- [SOURCE TEXT]
==========
Family road trips between Kumasi and Accra in my native Ghana set the scene for an idyllic childhood. The journeys were punctuated by comical bickering and jostling between me and my brother as we raced to outdo each other in guessing the next town. We chortled with abandon, made up games and accused each other of cheating, sang loudly, and revelled in sibling harmony. Out on the open road, it was a feast for the senses. Now the jagged peaks of the Kwahu mountain carpeted in greenery. Then a swish of beaded necklaces on display as we sped by. The sighs of appreciation as we tucked into a meal at a rest stop, lips smarting from hot pepper. Then washed down with fresh coconut juice.
The kaleidoscope of culture, community and cuisine instilled awe and sparked my budding love of travel. Even then, I had a feeling this was my career trajectory; a future in which I would weave a tapestry of stories through the transformational lens of travel. As a travel content creator now at Wonders of Wanders, I am present in the future I imagined. Unfortunately, it is in an industry that often overlooks Black voices like mine, just as quickly as it ignores evidence that we, too, partake of the same joy, wonder and adventure of travel like our White counterparts whose stories continue to dominate.
In the unfolding saga of 2020, we have been assailed by the grim realities of a pandemic while racial injustices toward Black people rage on. Following George Floyd’s publicized death last month at the hands of Minneapolis police – the gruesome murder that a world in lockdown was forced to watch in collective horror – many travel brands and companies have joined the “Black Lives Matter” bandwagon.
Quick to show support on social media in the wake of protests after the murder, they participated in #BlackOutTuesday, posting black squares on Instagram in solidarity with the Black community. This wasn’t enough. Do Black lives matter in company hiring practices? Do Black lives matter in marketing campaigns? In philanthropic contributions? What we want to see is solidarity in action, backed by facts and figures, not tokenistic statements that paper over the cracks without any real accountability. So, we asked for proof.
In this seminal moment, I joined forces with other Black travel content creators across the globe, and together, we created Black Travel Alliance. On June 16th, the alliance launched the #PullUpForTravel campaign, calling on the industry to move from showing black squares to publicly sharing their metrics in these five major areas by June 19th:
Employment: Current number and percentage of Black people in management
and on staff
Conferences & Tradeshows: Black representation (number and percentage) on speaker panels, workshops, sessions, etc. in 2019
Paid Advertising/Marketing Campaigns: Black representation (number and percentage) in TV, radio, print and digital channels including social media in 2019
Press: Black representation (number and percentage) on media/press trips in 2019
Philanthropy: Charitable contributions and support (i.e. mentorship and intern programs, etc.) to Black charities and community groups
More than mere black squares on social media, this data will show true allyship and demonstrate some of the key areas of focus for ending the systemic lack of egalitarian opportunity and inclusion in the travel industry. We settled on June 19th, or Juneteenth, as the deadline because it commemorates the ending of slavery in the United States in 1865.
==========
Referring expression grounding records
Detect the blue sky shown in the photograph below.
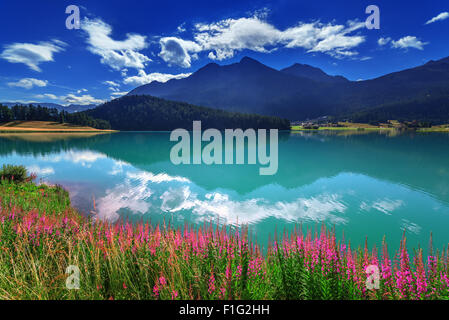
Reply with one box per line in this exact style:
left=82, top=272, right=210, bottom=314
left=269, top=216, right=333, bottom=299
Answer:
left=0, top=0, right=449, bottom=104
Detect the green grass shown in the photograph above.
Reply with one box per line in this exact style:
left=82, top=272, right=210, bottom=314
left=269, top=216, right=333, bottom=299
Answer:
left=0, top=176, right=449, bottom=300
left=0, top=179, right=70, bottom=216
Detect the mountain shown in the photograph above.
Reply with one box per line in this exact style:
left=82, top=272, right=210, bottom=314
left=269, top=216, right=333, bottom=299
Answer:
left=84, top=95, right=290, bottom=131
left=128, top=57, right=449, bottom=121
left=281, top=63, right=349, bottom=83
left=128, top=57, right=340, bottom=119
left=0, top=102, right=97, bottom=113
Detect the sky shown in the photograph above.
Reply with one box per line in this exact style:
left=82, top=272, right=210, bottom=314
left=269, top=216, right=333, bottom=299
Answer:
left=0, top=0, right=449, bottom=105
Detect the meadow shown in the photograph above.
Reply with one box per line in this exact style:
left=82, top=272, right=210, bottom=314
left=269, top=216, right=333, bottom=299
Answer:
left=0, top=167, right=449, bottom=300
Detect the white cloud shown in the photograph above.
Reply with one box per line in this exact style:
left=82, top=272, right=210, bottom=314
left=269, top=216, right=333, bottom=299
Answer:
left=159, top=37, right=202, bottom=68
left=34, top=90, right=105, bottom=105
left=159, top=14, right=365, bottom=68
left=377, top=37, right=391, bottom=46
left=401, top=219, right=421, bottom=234
left=81, top=18, right=151, bottom=70
left=8, top=78, right=48, bottom=89
left=123, top=70, right=191, bottom=86
left=61, top=93, right=104, bottom=105
left=103, top=81, right=120, bottom=87
left=426, top=12, right=449, bottom=24
left=0, top=40, right=66, bottom=72
left=34, top=93, right=60, bottom=100
left=391, top=36, right=428, bottom=50
left=111, top=91, right=129, bottom=100
left=27, top=165, right=55, bottom=176
left=103, top=81, right=120, bottom=92
left=360, top=198, right=404, bottom=215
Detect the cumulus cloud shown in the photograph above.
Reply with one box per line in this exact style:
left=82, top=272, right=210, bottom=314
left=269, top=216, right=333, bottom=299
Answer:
left=123, top=70, right=191, bottom=86
left=159, top=37, right=202, bottom=68
left=111, top=91, right=128, bottom=99
left=377, top=37, right=391, bottom=46
left=81, top=18, right=151, bottom=70
left=34, top=93, right=59, bottom=100
left=27, top=165, right=55, bottom=176
left=159, top=14, right=365, bottom=68
left=8, top=78, right=48, bottom=90
left=61, top=93, right=104, bottom=105
left=0, top=40, right=66, bottom=72
left=391, top=36, right=428, bottom=50
left=360, top=198, right=404, bottom=215
left=426, top=12, right=449, bottom=24
left=34, top=90, right=104, bottom=105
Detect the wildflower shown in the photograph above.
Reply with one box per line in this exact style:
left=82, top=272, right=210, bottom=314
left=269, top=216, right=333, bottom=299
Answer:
left=207, top=272, right=215, bottom=294
left=159, top=276, right=167, bottom=287
left=153, top=284, right=159, bottom=298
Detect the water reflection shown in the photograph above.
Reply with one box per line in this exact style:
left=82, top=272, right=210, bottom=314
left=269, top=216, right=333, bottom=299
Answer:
left=0, top=133, right=449, bottom=254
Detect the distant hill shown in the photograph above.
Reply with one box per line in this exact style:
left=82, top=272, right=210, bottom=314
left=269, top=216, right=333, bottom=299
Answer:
left=84, top=95, right=290, bottom=131
left=128, top=57, right=449, bottom=121
left=281, top=63, right=349, bottom=83
left=0, top=102, right=97, bottom=113
left=128, top=57, right=332, bottom=119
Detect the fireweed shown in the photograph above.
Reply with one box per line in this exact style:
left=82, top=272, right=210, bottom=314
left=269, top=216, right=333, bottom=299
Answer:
left=0, top=180, right=449, bottom=299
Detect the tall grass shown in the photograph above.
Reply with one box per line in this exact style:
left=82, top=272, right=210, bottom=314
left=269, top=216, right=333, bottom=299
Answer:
left=0, top=181, right=449, bottom=299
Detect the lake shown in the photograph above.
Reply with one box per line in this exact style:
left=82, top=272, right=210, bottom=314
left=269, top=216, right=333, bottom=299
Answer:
left=0, top=132, right=449, bottom=255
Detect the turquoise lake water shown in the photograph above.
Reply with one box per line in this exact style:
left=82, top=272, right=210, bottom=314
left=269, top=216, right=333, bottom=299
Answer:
left=0, top=132, right=449, bottom=255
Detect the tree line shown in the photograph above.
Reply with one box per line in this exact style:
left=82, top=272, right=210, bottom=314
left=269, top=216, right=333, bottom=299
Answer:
left=83, top=95, right=290, bottom=131
left=0, top=104, right=111, bottom=129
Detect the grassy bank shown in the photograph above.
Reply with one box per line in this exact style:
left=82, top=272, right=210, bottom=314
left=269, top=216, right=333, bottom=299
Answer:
left=291, top=120, right=449, bottom=132
left=0, top=174, right=449, bottom=299
left=0, top=121, right=114, bottom=133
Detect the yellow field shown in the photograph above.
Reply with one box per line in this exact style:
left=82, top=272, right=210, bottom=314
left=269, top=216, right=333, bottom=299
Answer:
left=0, top=121, right=113, bottom=132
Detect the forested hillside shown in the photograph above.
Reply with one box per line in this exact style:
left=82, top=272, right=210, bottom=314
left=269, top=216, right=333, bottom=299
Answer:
left=86, top=95, right=290, bottom=131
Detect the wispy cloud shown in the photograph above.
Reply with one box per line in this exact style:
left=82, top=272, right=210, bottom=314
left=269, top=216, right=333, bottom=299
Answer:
left=34, top=93, right=105, bottom=105
left=391, top=36, right=429, bottom=50
left=159, top=14, right=365, bottom=68
left=377, top=37, right=391, bottom=46
left=0, top=40, right=67, bottom=72
left=81, top=18, right=151, bottom=70
left=62, top=93, right=105, bottom=105
left=8, top=78, right=48, bottom=90
left=426, top=12, right=449, bottom=24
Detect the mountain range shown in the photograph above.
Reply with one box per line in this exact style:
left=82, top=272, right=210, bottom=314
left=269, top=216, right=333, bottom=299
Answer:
left=128, top=57, right=449, bottom=122
left=0, top=102, right=97, bottom=113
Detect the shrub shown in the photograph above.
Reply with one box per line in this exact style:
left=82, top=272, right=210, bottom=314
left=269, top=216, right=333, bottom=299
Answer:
left=0, top=164, right=27, bottom=182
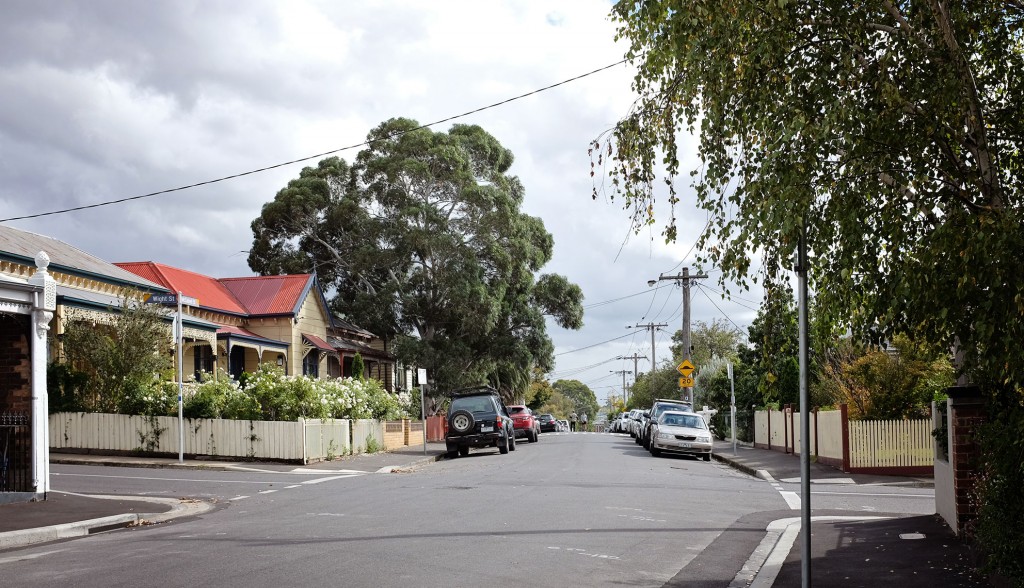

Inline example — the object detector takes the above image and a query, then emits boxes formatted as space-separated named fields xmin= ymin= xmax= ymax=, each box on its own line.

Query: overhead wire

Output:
xmin=555 ymin=333 xmax=633 ymax=358
xmin=696 ymin=284 xmax=746 ymax=337
xmin=0 ymin=59 xmax=628 ymax=222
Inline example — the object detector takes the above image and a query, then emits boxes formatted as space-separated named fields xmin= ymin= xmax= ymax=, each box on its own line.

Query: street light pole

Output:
xmin=647 ymin=267 xmax=708 ymax=410
xmin=608 ymin=370 xmax=630 ymax=405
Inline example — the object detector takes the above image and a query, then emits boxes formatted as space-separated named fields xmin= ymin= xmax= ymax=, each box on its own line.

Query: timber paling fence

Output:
xmin=754 ymin=405 xmax=935 ymax=475
xmin=49 ymin=413 xmax=423 ymax=463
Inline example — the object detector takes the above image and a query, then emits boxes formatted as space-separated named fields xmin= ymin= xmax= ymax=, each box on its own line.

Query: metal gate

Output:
xmin=0 ymin=413 xmax=34 ymax=492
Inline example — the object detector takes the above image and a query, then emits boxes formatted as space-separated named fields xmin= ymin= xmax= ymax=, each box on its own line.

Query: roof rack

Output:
xmin=452 ymin=385 xmax=498 ymax=396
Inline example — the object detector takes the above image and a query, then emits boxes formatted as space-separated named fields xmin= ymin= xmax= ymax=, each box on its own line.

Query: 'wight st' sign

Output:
xmin=145 ymin=294 xmax=199 ymax=306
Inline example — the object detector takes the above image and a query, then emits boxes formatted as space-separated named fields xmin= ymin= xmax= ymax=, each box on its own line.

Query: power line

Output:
xmin=584 ymin=284 xmax=671 ymax=308
xmin=555 ymin=333 xmax=633 ymax=358
xmin=696 ymin=284 xmax=746 ymax=337
xmin=703 ymin=285 xmax=759 ymax=310
xmin=0 ymin=59 xmax=627 ymax=222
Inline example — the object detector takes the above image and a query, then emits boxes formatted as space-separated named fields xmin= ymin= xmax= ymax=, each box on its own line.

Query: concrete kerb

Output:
xmin=0 ymin=493 xmax=213 ymax=549
xmin=711 ymin=452 xmax=771 ymax=479
xmin=374 ymin=454 xmax=445 ymax=473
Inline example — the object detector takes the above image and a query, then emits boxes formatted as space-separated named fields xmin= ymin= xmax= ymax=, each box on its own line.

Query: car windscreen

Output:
xmin=659 ymin=415 xmax=705 ymax=429
xmin=452 ymin=396 xmax=495 ymax=413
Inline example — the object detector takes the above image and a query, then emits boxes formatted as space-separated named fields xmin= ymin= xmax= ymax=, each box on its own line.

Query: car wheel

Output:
xmin=449 ymin=411 xmax=476 ymax=434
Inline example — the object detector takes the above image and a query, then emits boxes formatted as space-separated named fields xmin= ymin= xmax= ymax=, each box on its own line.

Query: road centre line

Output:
xmin=51 ymin=472 xmax=281 ymax=486
xmin=811 ymin=491 xmax=935 ymax=498
xmin=302 ymin=473 xmax=364 ymax=485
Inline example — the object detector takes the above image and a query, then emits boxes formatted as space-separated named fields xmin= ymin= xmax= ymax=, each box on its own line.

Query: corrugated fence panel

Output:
xmin=818 ymin=411 xmax=843 ymax=461
xmin=850 ymin=419 xmax=935 ymax=467
xmin=768 ymin=411 xmax=788 ymax=447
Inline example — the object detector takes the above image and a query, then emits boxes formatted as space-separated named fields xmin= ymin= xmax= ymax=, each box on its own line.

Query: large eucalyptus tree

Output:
xmin=249 ymin=119 xmax=583 ymax=398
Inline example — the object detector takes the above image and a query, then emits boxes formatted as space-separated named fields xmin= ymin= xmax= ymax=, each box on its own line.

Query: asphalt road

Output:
xmin=0 ymin=433 xmax=934 ymax=588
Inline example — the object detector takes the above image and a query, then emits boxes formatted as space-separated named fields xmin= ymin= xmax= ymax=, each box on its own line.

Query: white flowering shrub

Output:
xmin=234 ymin=365 xmax=409 ymax=420
xmin=183 ymin=370 xmax=262 ymax=420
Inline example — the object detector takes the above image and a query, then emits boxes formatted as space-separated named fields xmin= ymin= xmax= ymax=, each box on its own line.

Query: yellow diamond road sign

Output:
xmin=676 ymin=360 xmax=696 ymax=377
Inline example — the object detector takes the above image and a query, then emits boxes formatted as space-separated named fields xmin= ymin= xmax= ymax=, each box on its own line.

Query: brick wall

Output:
xmin=0 ymin=314 xmax=32 ymax=413
xmin=949 ymin=393 xmax=985 ymax=535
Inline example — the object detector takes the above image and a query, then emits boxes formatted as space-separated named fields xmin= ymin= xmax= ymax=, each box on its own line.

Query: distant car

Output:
xmin=633 ymin=411 xmax=650 ymax=445
xmin=508 ymin=406 xmax=541 ymax=443
xmin=539 ymin=415 xmax=558 ymax=433
xmin=650 ymin=411 xmax=712 ymax=461
xmin=626 ymin=409 xmax=642 ymax=437
xmin=640 ymin=398 xmax=693 ymax=449
xmin=444 ymin=386 xmax=515 ymax=457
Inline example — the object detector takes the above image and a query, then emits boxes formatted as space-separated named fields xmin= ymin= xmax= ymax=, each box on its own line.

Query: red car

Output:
xmin=509 ymin=406 xmax=541 ymax=443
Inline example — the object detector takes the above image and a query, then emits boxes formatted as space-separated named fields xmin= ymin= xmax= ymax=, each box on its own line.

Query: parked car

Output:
xmin=650 ymin=411 xmax=712 ymax=461
xmin=640 ymin=398 xmax=693 ymax=449
xmin=444 ymin=386 xmax=515 ymax=457
xmin=626 ymin=409 xmax=642 ymax=437
xmin=633 ymin=411 xmax=650 ymax=445
xmin=539 ymin=415 xmax=558 ymax=433
xmin=508 ymin=405 xmax=541 ymax=443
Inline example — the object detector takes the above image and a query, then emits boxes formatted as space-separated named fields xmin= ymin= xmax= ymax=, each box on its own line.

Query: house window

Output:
xmin=302 ymin=349 xmax=319 ymax=378
xmin=193 ymin=345 xmax=213 ymax=381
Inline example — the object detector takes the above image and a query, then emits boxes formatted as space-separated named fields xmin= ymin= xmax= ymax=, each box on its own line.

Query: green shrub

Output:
xmin=46 ymin=363 xmax=89 ymax=413
xmin=969 ymin=406 xmax=1024 ymax=586
xmin=118 ymin=378 xmax=178 ymax=417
==========
- [WHAT THIS TASK INVOLVES] Could you write what comes next in the essay about Black travel creators and the #PullUpForTravel campaign, continuing from its last sentence?

- [ANSWER BOX]
As a member of the Black Travel Alliance launch team, I have been overwhelmed by the outpouring of support this week from the global travel community. The unfolding newsreel across the world has had an emboldening effect on #PullUpForTravel. With our three pillars of community in alliance, amplification and accountability, we are here to hold travel brands accountable and advocate for meaningful representation of Black voices across the industry. We are asking the travel industry to do better at diversifying the voices around the table, to share Black stories and to level the playing field in visibility, pay and opportunities.
To do that, the change must come from within. Travel brands and companies must not only look candidly at the ways they have been complicit in marginalizing Black voices, they must take measurable actions to smash the glass ceiling to smithereens. Black Travel Alliance is not just a moment, it’s a movement for Black travel content creators to gain the tools, resources and opportunities to flourish. Moreover, it’s a space for allies to be part of the positive change our industry – and the world at large - needs.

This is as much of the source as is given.